### Set exercise
Please convert the lines below into a numbered list, from the line containing "Target: mustache" through the end of the items, inclusive. Leave out any blank lines.

### Records contained in a dataset
** START **
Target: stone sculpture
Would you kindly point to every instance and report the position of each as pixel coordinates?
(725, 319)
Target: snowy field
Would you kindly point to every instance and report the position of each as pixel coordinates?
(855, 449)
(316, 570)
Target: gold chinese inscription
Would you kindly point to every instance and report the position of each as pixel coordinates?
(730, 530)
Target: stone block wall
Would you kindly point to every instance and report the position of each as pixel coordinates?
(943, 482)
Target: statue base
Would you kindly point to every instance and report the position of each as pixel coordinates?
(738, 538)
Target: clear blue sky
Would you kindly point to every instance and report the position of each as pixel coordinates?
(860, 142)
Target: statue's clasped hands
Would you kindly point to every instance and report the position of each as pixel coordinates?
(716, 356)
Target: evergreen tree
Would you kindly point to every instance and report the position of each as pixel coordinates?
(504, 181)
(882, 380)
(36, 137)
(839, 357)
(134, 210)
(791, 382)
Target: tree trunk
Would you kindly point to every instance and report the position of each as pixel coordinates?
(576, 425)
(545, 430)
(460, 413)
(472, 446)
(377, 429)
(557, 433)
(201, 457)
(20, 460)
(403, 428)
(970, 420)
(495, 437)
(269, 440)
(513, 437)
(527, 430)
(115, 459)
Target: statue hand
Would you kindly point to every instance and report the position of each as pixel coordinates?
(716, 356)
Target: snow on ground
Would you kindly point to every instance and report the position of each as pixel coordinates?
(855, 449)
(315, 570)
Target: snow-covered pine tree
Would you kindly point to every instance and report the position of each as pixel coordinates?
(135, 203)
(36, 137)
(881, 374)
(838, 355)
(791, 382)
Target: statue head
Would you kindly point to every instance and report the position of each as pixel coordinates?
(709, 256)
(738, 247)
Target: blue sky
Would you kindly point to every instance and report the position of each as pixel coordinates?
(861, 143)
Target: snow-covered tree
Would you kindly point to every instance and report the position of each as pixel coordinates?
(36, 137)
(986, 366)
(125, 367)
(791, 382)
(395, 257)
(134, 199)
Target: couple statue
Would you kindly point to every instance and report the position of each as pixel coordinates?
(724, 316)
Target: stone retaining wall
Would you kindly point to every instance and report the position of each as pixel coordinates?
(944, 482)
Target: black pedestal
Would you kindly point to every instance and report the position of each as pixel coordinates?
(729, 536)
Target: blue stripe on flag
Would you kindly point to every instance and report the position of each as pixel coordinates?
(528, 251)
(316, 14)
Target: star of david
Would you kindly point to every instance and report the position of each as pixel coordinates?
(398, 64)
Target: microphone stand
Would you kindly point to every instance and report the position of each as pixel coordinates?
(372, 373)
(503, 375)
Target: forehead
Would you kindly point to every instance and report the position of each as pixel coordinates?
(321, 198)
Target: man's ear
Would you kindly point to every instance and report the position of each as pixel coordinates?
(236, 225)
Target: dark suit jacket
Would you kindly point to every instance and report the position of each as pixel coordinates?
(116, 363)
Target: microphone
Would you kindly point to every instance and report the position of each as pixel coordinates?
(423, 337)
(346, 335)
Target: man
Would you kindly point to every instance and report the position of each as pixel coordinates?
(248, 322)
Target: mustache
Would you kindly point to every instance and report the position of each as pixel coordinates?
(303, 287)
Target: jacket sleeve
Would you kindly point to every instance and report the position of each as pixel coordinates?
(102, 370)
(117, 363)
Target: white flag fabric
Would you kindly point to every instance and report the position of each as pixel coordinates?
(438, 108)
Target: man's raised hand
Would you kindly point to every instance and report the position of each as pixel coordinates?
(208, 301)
** END **
### Output for this exercise
1. Target: mustache
2. Would you kindly point to every instance and report the position of each as pixel coordinates?
3. (303, 287)
4. Target: jacket sleeve
5. Would you kindly point to every instance and report the position of each as pixel coordinates?
6. (102, 370)
7. (117, 363)
8. Target: white flag fabric
9. Would you kindly point to every instance and report the position of each as pixel coordinates?
10. (438, 108)
11. Target: man's raised hand
12. Would you kindly point to every instance and report the position of each as pixel coordinates?
13. (208, 301)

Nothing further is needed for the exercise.